#### [Task prompt]
Copy the lines below verbatim, beginning with the line that includes "In this photo, where can the rock formation" and continuing to the end; leave out everything before it.

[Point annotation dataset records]
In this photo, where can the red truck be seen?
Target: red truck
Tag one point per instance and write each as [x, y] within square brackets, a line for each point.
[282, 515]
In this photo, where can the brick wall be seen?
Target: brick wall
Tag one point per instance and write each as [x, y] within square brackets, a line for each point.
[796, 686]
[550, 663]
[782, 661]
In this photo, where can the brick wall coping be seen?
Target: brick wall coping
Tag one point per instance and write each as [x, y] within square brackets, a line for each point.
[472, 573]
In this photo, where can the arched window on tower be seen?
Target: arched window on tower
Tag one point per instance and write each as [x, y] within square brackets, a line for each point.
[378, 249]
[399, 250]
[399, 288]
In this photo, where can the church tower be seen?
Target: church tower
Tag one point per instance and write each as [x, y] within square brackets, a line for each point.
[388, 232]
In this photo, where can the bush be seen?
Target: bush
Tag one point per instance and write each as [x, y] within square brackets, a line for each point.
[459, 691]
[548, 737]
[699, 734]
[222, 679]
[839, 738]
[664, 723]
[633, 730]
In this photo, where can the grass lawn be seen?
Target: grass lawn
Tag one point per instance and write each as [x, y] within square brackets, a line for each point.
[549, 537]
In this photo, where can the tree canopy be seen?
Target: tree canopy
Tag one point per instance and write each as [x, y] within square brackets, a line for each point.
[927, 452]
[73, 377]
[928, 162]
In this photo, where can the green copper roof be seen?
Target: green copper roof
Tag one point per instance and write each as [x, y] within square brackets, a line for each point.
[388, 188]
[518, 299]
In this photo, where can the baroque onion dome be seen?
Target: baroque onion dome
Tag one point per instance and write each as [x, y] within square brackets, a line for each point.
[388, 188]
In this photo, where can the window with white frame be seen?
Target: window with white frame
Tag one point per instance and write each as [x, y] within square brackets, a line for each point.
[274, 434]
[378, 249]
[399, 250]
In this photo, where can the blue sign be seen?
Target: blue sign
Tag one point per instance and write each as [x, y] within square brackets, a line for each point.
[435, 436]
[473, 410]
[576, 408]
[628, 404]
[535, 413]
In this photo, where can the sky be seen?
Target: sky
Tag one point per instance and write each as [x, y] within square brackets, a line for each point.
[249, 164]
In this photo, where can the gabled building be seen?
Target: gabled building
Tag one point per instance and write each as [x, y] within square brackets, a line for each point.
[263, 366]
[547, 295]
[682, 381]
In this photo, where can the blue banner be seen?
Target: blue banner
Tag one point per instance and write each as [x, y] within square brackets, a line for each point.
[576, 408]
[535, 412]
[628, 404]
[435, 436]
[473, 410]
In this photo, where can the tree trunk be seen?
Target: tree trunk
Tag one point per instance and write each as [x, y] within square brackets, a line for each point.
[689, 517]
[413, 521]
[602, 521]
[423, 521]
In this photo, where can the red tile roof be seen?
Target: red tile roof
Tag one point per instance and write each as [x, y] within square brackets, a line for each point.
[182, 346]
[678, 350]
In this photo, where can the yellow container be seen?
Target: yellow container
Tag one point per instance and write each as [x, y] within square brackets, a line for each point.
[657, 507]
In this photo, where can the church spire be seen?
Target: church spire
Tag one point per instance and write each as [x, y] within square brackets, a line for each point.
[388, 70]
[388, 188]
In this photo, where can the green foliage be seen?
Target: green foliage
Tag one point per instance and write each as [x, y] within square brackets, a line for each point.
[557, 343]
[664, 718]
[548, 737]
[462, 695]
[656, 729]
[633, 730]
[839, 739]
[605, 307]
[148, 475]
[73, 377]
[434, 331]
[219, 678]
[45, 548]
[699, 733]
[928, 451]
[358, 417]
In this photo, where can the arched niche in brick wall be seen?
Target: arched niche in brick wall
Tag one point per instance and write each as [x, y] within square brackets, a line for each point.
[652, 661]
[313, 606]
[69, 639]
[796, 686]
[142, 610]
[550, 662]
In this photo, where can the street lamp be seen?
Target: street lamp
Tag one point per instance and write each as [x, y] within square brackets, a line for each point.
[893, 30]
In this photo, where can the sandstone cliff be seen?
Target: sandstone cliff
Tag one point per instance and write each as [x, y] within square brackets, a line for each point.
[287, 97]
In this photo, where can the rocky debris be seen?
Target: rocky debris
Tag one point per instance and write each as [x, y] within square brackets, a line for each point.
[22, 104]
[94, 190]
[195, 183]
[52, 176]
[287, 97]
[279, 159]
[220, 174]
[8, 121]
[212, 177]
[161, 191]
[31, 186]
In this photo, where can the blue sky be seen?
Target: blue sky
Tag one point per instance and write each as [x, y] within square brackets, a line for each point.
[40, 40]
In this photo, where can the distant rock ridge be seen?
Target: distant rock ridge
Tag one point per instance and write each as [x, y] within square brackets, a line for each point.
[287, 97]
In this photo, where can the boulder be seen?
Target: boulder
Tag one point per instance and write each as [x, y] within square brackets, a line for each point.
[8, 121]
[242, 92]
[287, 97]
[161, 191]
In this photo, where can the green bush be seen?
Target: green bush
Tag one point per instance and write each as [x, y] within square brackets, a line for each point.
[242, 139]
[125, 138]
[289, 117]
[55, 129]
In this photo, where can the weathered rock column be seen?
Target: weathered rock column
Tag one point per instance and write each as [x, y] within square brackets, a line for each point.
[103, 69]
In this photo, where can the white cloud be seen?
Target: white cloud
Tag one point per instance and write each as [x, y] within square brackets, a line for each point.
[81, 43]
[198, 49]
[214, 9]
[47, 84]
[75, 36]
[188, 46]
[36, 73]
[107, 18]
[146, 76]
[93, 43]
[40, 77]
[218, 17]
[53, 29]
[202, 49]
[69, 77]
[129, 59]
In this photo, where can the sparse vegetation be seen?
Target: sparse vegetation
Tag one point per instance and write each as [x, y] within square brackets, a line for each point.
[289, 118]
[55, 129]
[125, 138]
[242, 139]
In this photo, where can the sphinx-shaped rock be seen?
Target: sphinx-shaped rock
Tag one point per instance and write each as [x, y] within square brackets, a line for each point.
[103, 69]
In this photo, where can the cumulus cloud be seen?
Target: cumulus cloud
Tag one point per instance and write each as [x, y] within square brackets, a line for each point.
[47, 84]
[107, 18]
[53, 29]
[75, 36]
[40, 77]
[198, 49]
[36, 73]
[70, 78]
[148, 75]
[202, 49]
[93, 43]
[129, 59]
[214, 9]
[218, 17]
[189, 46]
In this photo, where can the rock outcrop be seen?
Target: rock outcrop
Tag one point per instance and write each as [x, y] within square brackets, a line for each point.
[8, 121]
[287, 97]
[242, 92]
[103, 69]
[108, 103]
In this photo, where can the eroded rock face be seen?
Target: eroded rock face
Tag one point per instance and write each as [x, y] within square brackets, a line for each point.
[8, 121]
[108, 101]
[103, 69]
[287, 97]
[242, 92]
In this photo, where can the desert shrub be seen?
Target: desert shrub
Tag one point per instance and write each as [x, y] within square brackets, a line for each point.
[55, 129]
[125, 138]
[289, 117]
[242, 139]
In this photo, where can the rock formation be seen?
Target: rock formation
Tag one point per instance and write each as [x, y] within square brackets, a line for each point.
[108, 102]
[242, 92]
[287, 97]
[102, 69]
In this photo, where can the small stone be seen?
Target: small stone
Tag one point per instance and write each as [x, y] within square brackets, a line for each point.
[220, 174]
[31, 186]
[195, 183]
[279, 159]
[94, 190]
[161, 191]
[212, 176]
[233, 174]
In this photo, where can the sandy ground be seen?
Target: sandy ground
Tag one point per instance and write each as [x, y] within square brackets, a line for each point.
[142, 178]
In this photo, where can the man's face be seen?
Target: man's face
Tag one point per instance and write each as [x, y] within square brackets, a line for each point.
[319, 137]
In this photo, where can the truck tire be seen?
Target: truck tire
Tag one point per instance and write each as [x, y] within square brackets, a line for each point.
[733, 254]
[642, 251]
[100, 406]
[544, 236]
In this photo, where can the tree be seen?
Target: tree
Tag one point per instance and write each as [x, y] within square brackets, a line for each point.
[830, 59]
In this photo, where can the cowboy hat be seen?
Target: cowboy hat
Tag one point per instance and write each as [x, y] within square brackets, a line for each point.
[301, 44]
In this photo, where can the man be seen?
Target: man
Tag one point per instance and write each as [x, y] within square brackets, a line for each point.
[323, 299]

#### [Correct result]
In this photo, where can the rock formation be seen?
Target: rock formation
Tag one point per instance and write each as [x, y] within square brackets, a line for each point.
[108, 102]
[242, 92]
[287, 97]
[102, 69]
In this photo, where can the small stone be seen?
Target: small stone
Tag one point per instance and write each as [x, y] within square brackets, a line for each point.
[220, 174]
[31, 186]
[195, 183]
[279, 159]
[94, 190]
[161, 191]
[212, 176]
[233, 174]
In this photo, where can the sandy ground be seen?
Target: sandy ground
Tag one point per instance and write each as [x, y] within square brackets, a line for each point.
[142, 178]
In this photo, where can the man's face be seen?
Target: man's face
Tag one point per instance and write each as [x, y] within square brackets, a line for each point.
[319, 137]
In this photo, where can the truck tire be seen?
Target: truck tire
Tag one point per instance and write each as [x, y] within square brackets, a line for each point.
[733, 254]
[642, 251]
[100, 406]
[544, 236]
In this photo, where can the tree be seen?
Target: tree
Tag one point per instance and write each as [x, y] within square brackets, a line for each point.
[830, 59]
In this photo, where can the cowboy hat be seen?
Target: cowboy hat
Tag one point per instance and write each as [x, y] within square brackets, a line for each point.
[301, 44]
In this photo, where can the man be seen?
Target: man
Tag one point per instance and write each as [x, y] within square brackets, a line for each point.
[323, 299]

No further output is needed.